# [PROBLEM TO SOLVE]
Pick out each line in the data below that contains the string "building", and copy those lines.

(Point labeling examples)
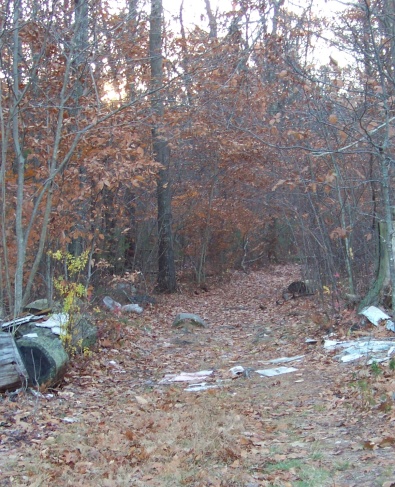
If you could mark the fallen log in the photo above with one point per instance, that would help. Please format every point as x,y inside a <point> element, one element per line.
<point>44,356</point>
<point>13,373</point>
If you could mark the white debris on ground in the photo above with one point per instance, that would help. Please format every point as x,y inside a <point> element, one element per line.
<point>376,316</point>
<point>365,348</point>
<point>276,371</point>
<point>57,322</point>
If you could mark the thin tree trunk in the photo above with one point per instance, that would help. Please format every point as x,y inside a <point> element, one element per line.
<point>161,150</point>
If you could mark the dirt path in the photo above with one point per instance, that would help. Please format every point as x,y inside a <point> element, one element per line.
<point>114,424</point>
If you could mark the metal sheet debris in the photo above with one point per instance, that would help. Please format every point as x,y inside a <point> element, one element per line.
<point>284,360</point>
<point>237,370</point>
<point>203,386</point>
<point>276,371</point>
<point>368,349</point>
<point>376,316</point>
<point>186,376</point>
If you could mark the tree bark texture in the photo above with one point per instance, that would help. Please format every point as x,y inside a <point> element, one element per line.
<point>161,150</point>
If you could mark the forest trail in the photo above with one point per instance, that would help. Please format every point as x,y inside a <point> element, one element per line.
<point>115,423</point>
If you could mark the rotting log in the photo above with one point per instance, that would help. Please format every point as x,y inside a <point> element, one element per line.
<point>44,357</point>
<point>13,373</point>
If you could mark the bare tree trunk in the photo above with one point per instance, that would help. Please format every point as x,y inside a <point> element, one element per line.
<point>212,20</point>
<point>161,150</point>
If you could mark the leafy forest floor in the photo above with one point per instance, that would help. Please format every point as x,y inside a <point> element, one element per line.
<point>113,423</point>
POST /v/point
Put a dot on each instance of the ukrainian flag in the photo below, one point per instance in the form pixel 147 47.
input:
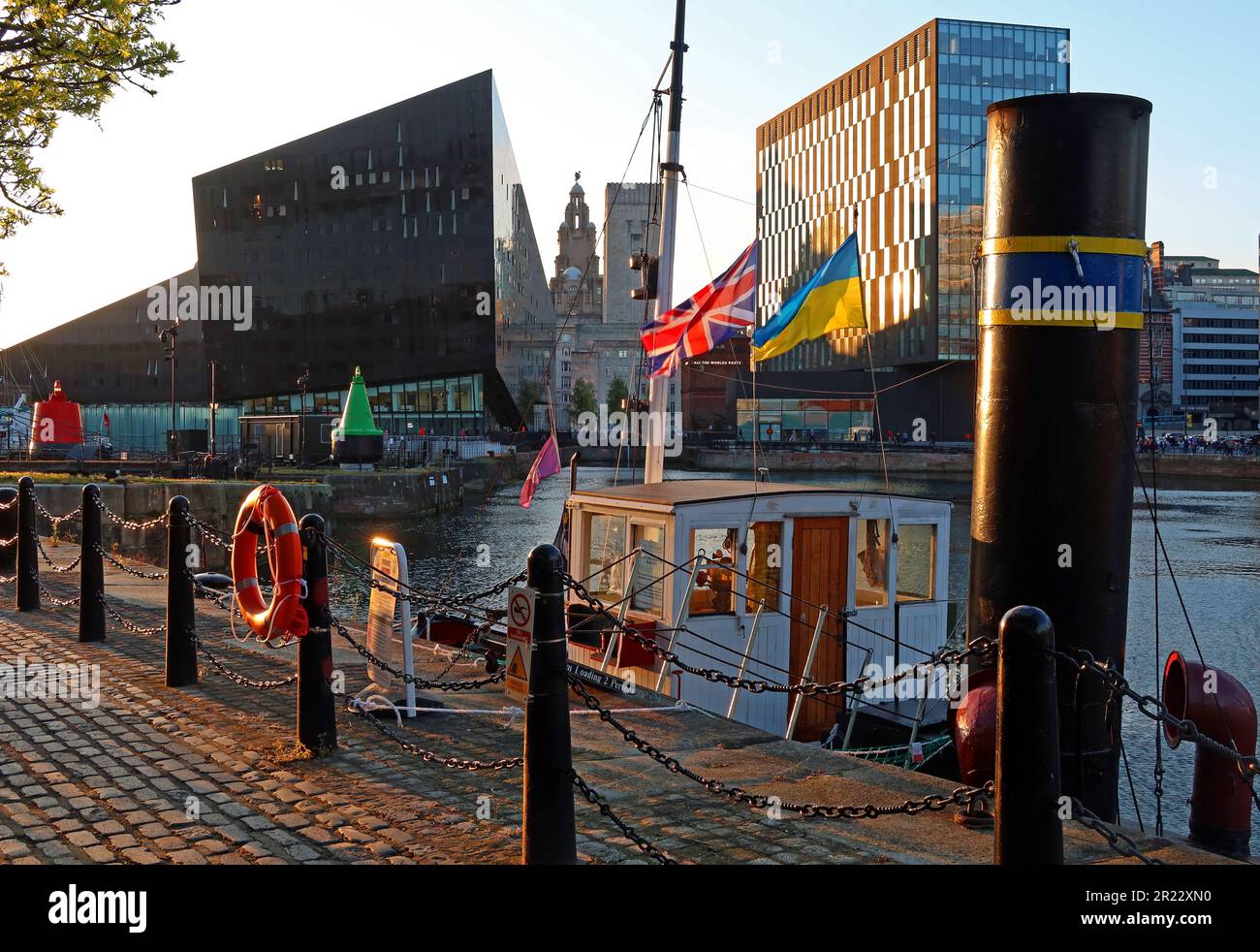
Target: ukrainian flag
pixel 832 301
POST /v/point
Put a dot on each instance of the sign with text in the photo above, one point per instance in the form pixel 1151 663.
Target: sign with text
pixel 520 637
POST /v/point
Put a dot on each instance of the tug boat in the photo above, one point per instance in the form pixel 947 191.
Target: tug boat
pixel 780 583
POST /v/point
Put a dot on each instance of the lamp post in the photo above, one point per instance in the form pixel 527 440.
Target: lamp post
pixel 168 336
pixel 303 381
pixel 214 407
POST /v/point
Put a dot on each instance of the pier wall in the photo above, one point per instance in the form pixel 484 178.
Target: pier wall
pixel 927 462
pixel 345 495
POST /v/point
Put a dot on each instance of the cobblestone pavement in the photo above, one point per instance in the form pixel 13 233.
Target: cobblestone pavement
pixel 212 775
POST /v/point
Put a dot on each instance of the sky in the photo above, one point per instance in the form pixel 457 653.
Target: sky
pixel 575 79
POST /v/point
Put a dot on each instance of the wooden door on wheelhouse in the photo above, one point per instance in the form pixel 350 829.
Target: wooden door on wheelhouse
pixel 820 577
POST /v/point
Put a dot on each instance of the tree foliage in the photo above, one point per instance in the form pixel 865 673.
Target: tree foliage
pixel 617 395
pixel 583 398
pixel 59 59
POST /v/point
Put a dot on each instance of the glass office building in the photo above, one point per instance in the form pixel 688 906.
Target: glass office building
pixel 894 149
pixel 398 241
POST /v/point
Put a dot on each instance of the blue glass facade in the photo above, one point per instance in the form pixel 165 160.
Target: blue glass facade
pixel 978 64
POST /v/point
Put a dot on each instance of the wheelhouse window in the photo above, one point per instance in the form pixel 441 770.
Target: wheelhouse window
pixel 872 570
pixel 916 562
pixel 765 565
pixel 606 564
pixel 714 583
pixel 649 570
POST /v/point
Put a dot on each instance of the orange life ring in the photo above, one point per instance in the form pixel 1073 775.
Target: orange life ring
pixel 266 515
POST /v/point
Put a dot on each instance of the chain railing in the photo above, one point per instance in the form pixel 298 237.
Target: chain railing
pixel 243 680
pixel 127 624
pixel 982 647
pixel 51 565
pixel 961 797
pixel 429 757
pixel 370 577
pixel 58 520
pixel 411 679
pixel 1120 843
pixel 595 800
pixel 58 602
pixel 1154 709
pixel 118 564
pixel 131 524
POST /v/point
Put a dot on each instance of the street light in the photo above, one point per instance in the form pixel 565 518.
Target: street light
pixel 168 336
pixel 214 406
pixel 303 381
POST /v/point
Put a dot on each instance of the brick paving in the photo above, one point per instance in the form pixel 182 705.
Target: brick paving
pixel 212 775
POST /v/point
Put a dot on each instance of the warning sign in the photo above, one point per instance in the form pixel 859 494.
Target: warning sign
pixel 520 636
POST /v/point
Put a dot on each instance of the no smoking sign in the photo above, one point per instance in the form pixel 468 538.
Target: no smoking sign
pixel 520 636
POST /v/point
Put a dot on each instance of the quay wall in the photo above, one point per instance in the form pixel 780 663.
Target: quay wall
pixel 943 464
pixel 338 497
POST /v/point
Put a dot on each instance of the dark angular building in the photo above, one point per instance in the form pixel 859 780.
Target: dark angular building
pixel 398 241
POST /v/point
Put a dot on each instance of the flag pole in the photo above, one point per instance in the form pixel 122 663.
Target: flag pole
pixel 756 411
pixel 874 387
pixel 658 387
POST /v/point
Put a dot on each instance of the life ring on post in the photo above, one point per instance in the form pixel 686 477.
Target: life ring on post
pixel 266 515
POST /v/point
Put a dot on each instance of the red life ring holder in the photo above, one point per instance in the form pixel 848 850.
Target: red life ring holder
pixel 266 515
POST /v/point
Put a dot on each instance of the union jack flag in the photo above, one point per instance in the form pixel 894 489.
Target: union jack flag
pixel 704 322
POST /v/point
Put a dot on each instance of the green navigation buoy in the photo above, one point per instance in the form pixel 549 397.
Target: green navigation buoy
pixel 357 439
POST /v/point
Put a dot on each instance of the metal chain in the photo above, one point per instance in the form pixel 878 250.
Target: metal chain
pixel 58 520
pixel 428 757
pixel 1154 709
pixel 961 797
pixel 59 603
pixel 130 625
pixel 130 524
pixel 358 569
pixel 117 564
pixel 51 565
pixel 236 676
pixel 215 536
pixel 411 679
pixel 756 686
pixel 595 800
pixel 1117 840
pixel 218 598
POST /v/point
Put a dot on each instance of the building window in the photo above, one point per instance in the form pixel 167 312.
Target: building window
pixel 872 582
pixel 714 583
pixel 765 565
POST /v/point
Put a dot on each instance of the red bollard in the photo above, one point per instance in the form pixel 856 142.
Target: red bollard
pixel 1220 806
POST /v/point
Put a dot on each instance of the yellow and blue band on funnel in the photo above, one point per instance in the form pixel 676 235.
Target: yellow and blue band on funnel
pixel 1033 281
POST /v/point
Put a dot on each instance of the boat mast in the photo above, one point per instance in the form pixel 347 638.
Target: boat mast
pixel 671 171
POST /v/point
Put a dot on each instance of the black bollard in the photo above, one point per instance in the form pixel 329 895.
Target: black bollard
pixel 1027 829
pixel 180 616
pixel 28 552
pixel 316 705
pixel 8 529
pixel 549 831
pixel 1059 313
pixel 91 569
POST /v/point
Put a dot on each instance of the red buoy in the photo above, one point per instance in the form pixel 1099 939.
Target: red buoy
pixel 975 729
pixel 55 427
pixel 1221 708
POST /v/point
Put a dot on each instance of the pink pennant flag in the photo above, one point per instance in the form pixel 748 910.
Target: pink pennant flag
pixel 546 465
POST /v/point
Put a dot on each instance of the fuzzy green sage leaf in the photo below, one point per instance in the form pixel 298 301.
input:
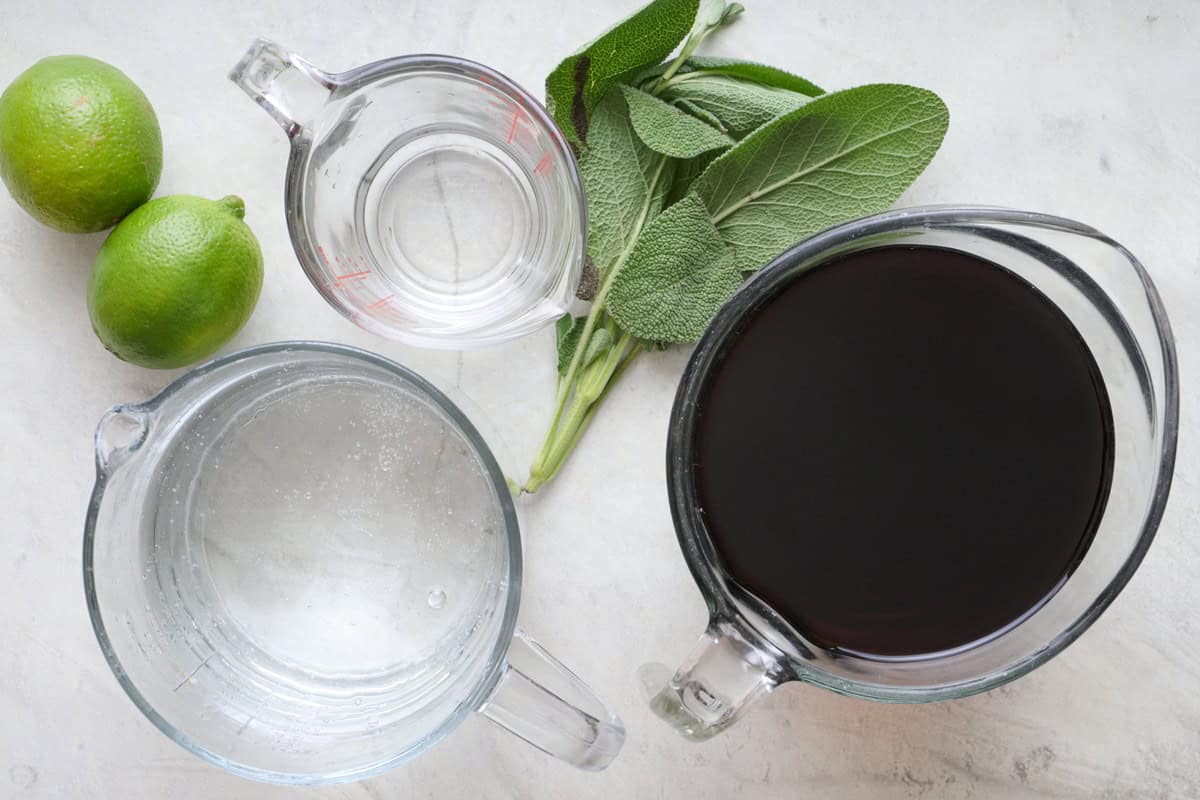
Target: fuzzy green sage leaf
pixel 581 80
pixel 666 130
pixel 677 276
pixel 841 156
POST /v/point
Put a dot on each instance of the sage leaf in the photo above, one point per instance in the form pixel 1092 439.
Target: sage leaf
pixel 666 130
pixel 756 72
pixel 581 80
pixel 841 156
pixel 700 114
pixel 742 106
pixel 678 274
pixel 625 181
pixel 567 337
pixel 687 172
pixel 601 340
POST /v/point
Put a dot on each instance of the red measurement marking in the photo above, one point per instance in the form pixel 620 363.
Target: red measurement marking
pixel 513 128
pixel 381 302
pixel 351 276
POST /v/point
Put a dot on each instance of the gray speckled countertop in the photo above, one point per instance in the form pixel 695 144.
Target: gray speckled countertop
pixel 1087 109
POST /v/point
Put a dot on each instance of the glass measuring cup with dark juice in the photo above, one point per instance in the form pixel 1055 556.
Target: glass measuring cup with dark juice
pixel 905 451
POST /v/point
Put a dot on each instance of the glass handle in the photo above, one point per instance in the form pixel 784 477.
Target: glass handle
pixel 120 432
pixel 547 705
pixel 287 86
pixel 724 674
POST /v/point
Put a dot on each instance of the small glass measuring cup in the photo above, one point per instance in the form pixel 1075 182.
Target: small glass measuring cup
pixel 429 198
pixel 303 564
pixel 749 649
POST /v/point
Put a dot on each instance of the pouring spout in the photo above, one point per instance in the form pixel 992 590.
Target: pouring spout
pixel 120 432
pixel 287 86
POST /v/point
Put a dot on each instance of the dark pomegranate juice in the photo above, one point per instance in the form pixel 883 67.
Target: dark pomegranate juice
pixel 907 450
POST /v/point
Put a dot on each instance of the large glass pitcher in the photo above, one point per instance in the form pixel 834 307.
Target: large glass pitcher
pixel 749 648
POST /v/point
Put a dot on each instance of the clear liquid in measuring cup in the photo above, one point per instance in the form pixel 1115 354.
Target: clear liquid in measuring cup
pixel 443 208
pixel 450 211
pixel 300 535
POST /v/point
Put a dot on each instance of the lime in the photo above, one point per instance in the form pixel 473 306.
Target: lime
pixel 175 281
pixel 79 143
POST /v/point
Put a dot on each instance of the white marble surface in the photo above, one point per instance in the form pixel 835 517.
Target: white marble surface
pixel 1085 108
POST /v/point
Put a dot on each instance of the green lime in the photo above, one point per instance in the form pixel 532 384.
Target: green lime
pixel 79 143
pixel 175 281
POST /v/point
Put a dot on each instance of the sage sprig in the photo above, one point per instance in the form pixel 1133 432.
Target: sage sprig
pixel 699 170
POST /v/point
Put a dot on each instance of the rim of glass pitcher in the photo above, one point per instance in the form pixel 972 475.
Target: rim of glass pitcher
pixel 723 595
pixel 363 76
pixel 496 661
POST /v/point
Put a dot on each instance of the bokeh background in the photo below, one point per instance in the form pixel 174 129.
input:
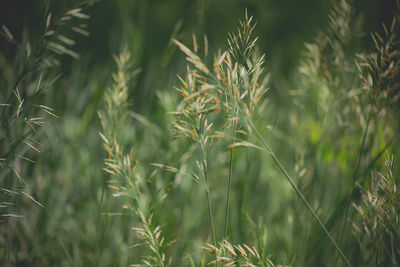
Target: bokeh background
pixel 74 229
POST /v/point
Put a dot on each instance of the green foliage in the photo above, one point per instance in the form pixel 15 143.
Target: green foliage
pixel 220 166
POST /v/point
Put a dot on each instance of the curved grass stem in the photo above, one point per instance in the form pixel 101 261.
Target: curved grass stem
pixel 297 190
pixel 204 163
pixel 229 181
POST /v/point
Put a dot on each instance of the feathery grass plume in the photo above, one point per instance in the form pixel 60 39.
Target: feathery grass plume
pixel 126 182
pixel 378 224
pixel 237 255
pixel 22 110
pixel 379 70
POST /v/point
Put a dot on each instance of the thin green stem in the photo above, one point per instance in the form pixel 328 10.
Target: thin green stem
pixel 298 192
pixel 229 180
pixel 355 175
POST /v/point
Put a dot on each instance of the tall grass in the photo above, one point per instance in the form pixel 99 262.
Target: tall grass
pixel 228 164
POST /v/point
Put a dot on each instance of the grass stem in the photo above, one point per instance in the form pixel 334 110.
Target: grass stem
pixel 204 163
pixel 229 181
pixel 298 192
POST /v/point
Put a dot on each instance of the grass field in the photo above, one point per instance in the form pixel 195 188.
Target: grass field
pixel 178 133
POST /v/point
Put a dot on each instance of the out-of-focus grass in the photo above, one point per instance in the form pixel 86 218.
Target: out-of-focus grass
pixel 316 128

# [SOLVED PROBLEM]
Put a dot on each instance of the glass office building in the photo above, one point per instance in the form pixel 688 906.
Target: glass office building
Put a dot on each instance of the dark angular building in the photo above, one point per instance in the form pixel 859 780.
Target: dark angular building
Put a dot on each instance of the building window in the photo above, one point per instance in the form pixel 167 312.
Target: building window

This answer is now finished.